■ REQUIREMENTS: Reproduce the data below verbatim from the line containing "the car's front" through its final line, and produce nothing more.

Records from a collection
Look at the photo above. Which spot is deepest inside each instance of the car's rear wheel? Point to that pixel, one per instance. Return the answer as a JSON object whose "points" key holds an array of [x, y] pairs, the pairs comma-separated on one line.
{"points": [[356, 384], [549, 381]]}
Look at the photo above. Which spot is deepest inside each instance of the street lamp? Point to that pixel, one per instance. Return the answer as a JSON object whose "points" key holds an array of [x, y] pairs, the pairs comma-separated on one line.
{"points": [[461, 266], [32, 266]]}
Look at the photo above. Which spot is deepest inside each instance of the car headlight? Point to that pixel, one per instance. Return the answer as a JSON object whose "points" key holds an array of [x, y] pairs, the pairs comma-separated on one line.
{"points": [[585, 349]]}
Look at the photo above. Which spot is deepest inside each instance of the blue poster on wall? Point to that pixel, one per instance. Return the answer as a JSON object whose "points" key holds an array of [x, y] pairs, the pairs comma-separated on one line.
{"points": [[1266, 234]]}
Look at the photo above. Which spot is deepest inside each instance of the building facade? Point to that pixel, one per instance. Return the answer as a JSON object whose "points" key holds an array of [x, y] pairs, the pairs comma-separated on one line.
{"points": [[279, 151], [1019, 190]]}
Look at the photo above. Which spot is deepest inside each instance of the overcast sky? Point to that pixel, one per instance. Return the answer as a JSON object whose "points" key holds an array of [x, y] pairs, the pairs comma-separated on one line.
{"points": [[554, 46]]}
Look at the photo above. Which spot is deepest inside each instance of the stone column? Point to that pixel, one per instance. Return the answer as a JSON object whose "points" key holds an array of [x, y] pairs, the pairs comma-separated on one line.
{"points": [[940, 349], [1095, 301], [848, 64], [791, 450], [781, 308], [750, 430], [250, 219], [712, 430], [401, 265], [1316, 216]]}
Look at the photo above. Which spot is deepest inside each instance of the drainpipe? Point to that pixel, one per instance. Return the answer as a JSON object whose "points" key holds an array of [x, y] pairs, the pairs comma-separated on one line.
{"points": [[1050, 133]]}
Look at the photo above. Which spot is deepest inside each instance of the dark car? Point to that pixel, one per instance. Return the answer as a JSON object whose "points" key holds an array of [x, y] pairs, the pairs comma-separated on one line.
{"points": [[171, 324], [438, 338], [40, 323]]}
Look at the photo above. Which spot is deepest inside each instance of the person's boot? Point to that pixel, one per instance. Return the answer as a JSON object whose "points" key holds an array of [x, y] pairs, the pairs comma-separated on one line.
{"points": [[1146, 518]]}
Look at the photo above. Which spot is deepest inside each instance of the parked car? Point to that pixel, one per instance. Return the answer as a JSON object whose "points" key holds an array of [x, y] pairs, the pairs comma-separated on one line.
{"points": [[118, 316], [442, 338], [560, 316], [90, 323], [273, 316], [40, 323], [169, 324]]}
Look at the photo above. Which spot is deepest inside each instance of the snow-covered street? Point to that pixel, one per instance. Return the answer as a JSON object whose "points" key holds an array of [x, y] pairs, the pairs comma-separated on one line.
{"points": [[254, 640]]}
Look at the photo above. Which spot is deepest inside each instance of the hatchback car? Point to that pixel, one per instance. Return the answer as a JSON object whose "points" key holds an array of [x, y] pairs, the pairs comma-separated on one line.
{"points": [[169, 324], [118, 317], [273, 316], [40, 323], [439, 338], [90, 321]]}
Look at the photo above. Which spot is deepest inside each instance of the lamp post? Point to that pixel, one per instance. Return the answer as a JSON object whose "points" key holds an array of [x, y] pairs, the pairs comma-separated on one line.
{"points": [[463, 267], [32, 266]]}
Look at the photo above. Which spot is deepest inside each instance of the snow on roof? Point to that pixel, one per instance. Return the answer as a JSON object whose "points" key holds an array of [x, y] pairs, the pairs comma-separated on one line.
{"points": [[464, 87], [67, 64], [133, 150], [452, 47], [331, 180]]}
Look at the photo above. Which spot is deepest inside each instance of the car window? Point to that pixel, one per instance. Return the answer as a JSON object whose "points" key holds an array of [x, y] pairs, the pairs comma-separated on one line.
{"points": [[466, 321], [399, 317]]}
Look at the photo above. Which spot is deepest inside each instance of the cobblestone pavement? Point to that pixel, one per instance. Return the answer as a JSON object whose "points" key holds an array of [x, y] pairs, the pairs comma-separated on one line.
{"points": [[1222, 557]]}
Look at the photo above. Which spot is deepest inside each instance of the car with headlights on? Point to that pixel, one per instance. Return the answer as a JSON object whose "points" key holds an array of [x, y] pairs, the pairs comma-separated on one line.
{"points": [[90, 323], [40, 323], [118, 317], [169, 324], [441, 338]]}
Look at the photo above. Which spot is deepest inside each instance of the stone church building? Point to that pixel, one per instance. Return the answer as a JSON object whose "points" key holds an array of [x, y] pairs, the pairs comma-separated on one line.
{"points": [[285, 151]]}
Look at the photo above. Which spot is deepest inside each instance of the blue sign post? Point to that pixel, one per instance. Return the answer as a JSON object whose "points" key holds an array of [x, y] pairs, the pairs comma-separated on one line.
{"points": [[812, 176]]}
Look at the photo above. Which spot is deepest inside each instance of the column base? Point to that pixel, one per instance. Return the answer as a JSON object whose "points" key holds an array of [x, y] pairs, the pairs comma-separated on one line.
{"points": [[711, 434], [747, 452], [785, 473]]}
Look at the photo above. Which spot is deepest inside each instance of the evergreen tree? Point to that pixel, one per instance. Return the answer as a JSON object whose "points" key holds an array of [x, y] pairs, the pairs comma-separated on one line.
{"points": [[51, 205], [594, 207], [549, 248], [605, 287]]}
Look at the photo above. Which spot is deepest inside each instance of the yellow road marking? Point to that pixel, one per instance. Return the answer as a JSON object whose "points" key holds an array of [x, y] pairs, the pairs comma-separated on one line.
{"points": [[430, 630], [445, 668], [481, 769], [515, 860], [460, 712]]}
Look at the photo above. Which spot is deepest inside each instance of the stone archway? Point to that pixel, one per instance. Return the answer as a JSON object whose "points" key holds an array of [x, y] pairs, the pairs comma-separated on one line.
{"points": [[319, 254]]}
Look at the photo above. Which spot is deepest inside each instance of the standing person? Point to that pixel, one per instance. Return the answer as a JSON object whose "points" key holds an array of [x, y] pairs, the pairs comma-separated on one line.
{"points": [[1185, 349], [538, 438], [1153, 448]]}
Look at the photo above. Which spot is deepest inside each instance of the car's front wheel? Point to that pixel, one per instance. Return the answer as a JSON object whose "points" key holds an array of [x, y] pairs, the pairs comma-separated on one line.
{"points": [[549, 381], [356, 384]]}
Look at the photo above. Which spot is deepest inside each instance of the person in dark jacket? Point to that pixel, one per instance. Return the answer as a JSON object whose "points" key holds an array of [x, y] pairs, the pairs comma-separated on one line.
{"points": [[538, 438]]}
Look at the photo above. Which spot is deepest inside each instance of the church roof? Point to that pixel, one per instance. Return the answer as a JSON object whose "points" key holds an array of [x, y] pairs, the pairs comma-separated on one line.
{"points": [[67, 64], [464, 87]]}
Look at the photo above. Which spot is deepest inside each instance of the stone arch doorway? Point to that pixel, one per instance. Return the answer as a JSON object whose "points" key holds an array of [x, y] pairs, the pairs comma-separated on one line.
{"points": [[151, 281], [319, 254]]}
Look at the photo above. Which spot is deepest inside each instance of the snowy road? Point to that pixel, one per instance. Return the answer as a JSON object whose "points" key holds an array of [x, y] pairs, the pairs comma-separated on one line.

■ RESULT FOR THIS EXERCISE:
Look at the photo above. Which spot is deepest inside each instance of the car's front wheel? Point to that pixel, one per instance. Return the answer as a JSON object whose "points" key holds an array of [x, y] pairs, the pairs comma-separated on one line.
{"points": [[549, 381], [356, 384]]}
Look at the photo above. Which spot is deepest inside each instance of the person in dark jacket? Point to that pixel, one per instance. Return the answer as a JSON object whose "points" key holds an array of [x, y] pairs, the pairs comma-separated on one line.
{"points": [[538, 438]]}
Look at the photo above. Which spot is deepest inside each instance of the church roof? Point to that pixel, one per instance. Return the answer as a JSON object whose "points" key holds an array of [x, y] pairs, the pairs comma-separated on one line.
{"points": [[67, 64], [464, 87]]}
Look at the photo above. Which spot is deepest inside each instance of the stone arch doorway? Point to that pixel, one per instance. Return the answer as a JSON object whose "points" key holds an array of [x, y] pairs, the pairs comma-separated on one line.
{"points": [[151, 281], [319, 254]]}
Look at the photo above. Which spot is deepest inside each instance of the snowy road? Point to that pixel, one per instance. Return the answer as a JSON object whose "points" key holds an array of [x, y] pairs, the pairs comma-separated on one line.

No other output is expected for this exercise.